> Problem
Copy the listing below with every "rabbit" changed to "bunny" and all other text unchanged. Leave out the pictures.

> Given records
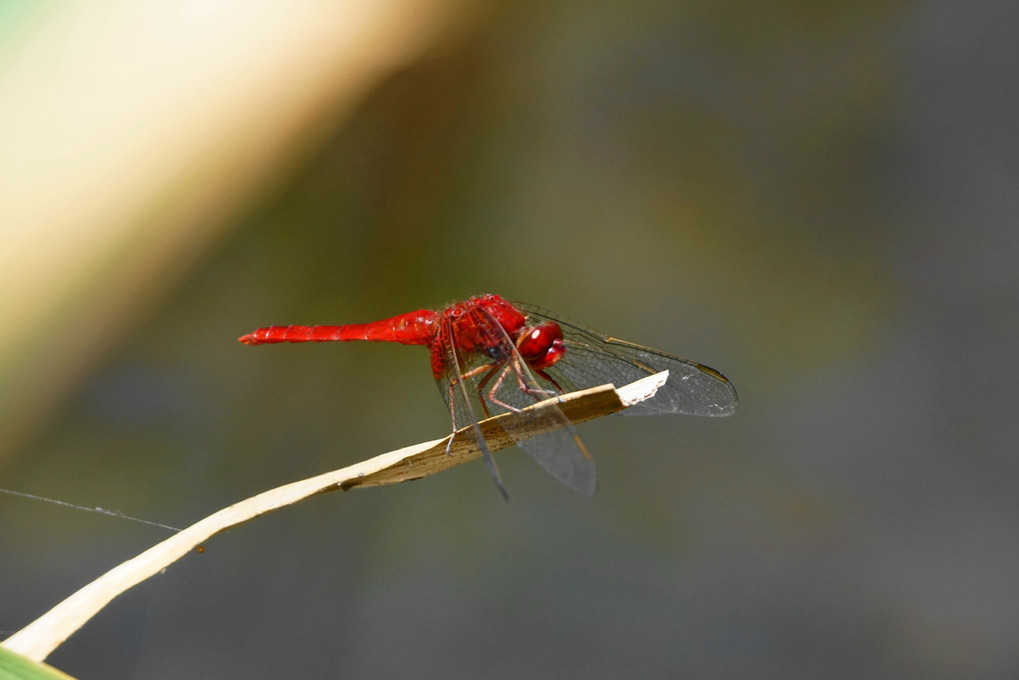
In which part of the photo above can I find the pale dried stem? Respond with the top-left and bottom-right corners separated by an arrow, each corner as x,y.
0,372 -> 668,662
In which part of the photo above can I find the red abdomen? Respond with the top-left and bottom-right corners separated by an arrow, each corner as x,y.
237,309 -> 437,345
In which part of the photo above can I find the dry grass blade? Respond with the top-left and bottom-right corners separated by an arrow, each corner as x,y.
2,372 -> 668,662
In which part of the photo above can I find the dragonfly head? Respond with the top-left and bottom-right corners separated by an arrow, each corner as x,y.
517,321 -> 567,370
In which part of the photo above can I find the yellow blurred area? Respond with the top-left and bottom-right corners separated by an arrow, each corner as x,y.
0,0 -> 463,451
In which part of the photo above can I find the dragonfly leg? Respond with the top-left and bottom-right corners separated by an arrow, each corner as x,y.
513,362 -> 562,397
446,380 -> 457,456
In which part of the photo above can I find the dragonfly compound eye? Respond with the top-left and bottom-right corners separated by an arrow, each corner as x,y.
517,321 -> 567,369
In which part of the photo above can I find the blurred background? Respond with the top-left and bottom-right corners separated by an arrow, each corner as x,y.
0,0 -> 1019,680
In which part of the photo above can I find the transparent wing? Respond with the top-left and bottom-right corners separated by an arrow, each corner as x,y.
514,302 -> 739,416
438,309 -> 597,495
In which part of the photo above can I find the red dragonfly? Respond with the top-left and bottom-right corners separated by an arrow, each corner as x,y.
238,295 -> 737,498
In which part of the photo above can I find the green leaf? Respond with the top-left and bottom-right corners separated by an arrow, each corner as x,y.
0,644 -> 74,680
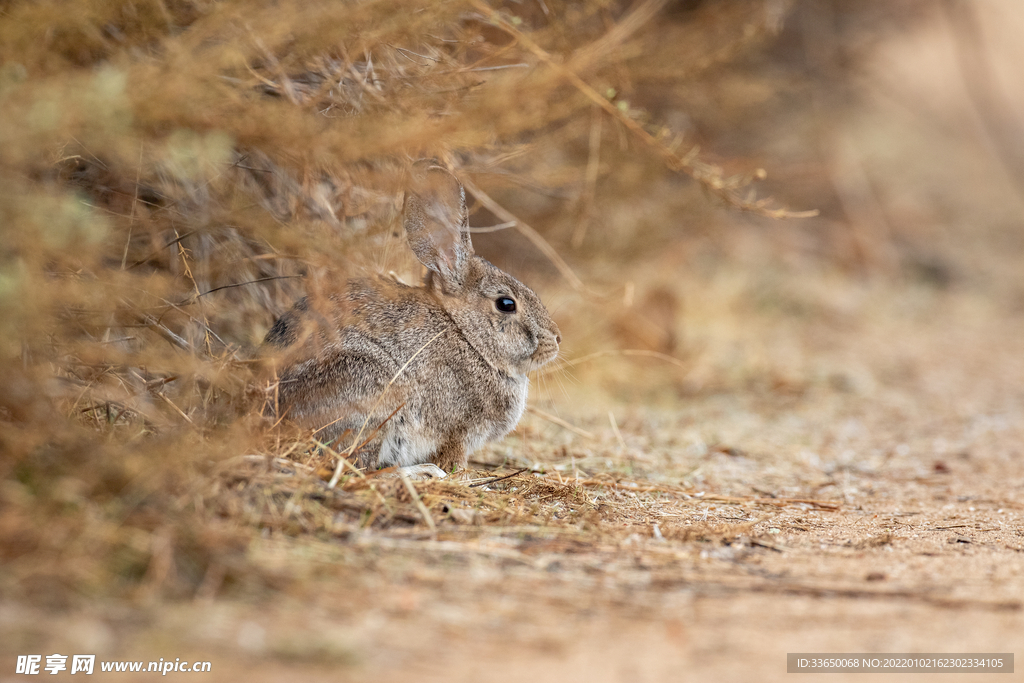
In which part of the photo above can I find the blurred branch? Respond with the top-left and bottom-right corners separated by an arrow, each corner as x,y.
942,0 -> 1024,197
462,178 -> 588,292
470,0 -> 818,218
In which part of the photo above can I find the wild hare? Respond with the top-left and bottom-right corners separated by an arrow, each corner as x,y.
258,162 -> 561,472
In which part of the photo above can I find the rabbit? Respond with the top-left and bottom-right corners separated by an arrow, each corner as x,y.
264,162 -> 561,472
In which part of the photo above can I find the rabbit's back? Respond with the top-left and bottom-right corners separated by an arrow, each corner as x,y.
265,278 -> 527,468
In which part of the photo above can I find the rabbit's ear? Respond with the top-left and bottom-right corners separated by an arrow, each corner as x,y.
406,161 -> 473,290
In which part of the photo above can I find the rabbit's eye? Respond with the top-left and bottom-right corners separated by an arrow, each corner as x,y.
495,297 -> 515,313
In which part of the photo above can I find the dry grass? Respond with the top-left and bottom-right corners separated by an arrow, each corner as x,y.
0,0 -> 1024,677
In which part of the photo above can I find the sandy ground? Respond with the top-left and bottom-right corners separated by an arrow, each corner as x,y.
0,264 -> 1024,682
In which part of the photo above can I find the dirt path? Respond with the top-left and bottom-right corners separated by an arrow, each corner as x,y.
0,270 -> 1024,681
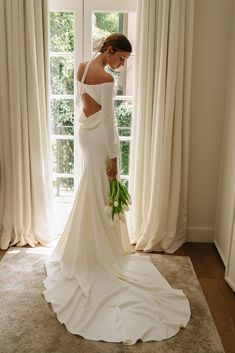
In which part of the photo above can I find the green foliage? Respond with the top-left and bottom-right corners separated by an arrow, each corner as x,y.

> Exercise answer
In which part of the photo above can I find the pale dried stem? Respond with the top-left and bottom-right corners separated by an arrow, each corner as x,y.
0,372 -> 668,662
In which part of the photo above can I find the red abdomen? Respond with the top-left and bottom-right corners separated by an arrow, each corner as x,y.
237,309 -> 437,345
In which part of the photo above can I find the dry grass blade? Respond with the top-left and bottom-right corners separated by an arrow, each corner as x,y.
2,372 -> 668,662
In which part of the photo above can I find the dragonfly head? Respond with the top-left and bottom-right corners separated by an arrow, each corner as x,y.
517,321 -> 567,370
In which part of the photo above can I find the yellow blurred area? Respond with the top-left and bottom-right corners separated by an arrow, each corner as x,y.
0,0 -> 463,451
In which part of the photo above can I find the dragonfly leg? Respond with the top-left and bottom-right corners separated by an arrow, each corner as x,y.
513,362 -> 562,397
446,380 -> 457,456
In which part of the photo above can I find the dragonfly compound eye? Respond with the top-left and bottom-right corners separated by an arrow, each corner as x,y.
517,321 -> 567,369
In which part of the photo above can I find the blurred background? Respond with the top-left and bottom-right corners separated by an arrow, each corner as x,y.
0,0 -> 1019,680
In which part of the photo above can I find the transparent wing? Respond with the top-left and bottom-right corners separated by an arrow, each corner as x,y.
514,302 -> 739,416
438,309 -> 597,495
In which part of the photo above can I find the red dragonfly? Respond with the top-left and bottom-right corners separated by an arrow, each corner as x,y.
238,295 -> 737,498
In which part of the photo above can I find the green leaf? Respond with the top-left and bottom-right corners separated by an arrow, each corner as x,y.
0,644 -> 74,680
In which part of the photo above can I find the blurred branch? Respond with the top-left and bottom-right corners separated by an arrow, each corner as x,y.
942,0 -> 1024,197
462,178 -> 588,292
470,0 -> 818,218
In which part of the photo above can I find the wild hare? Respond with the top-left and bottom-right corners separated by an arrow, each corner as x,y.
258,162 -> 561,472
In which part of the photo above can I find the bunny? Respond with the top-left and bottom-right corners separated by an arrow, each corner as x,y.
264,162 -> 561,472
In which part of the photo above can I find the bunny's back? Respond with the top-left and bottom-right corners separated by an arrow, each corner as x,y.
265,278 -> 527,468
In which part of the photo above can I find the bunny's ear? Respond with the top-left and bottom-right corners separated by an arrow, each corner as x,y.
406,161 -> 473,290
In which part of the photo above can I find the bunny's eye? Respond with the top-left and bottom-right corners separated by an arrow, each corner as x,y.
495,297 -> 515,313
In which part of the photo above can I find the dry grass? Respond with the top-left and bottom-right corners separated by an arrow, each corner as x,y.
0,0 -> 1024,677
In which part of the photo above can I find the sandy ground? Respond with the top-left and bottom-right corners separated by an arrow, each corner as x,y.
0,264 -> 1024,682
In which part of the photo above can I find the dirt path? Respond with the top-left and bottom-right corners separated by an arrow, each corner as x,y.
0,270 -> 1024,681
In which part of the photo above can I find the green foliage? Respond with the top-left and bottom-right corners separated by an arrow, each corner as x,y.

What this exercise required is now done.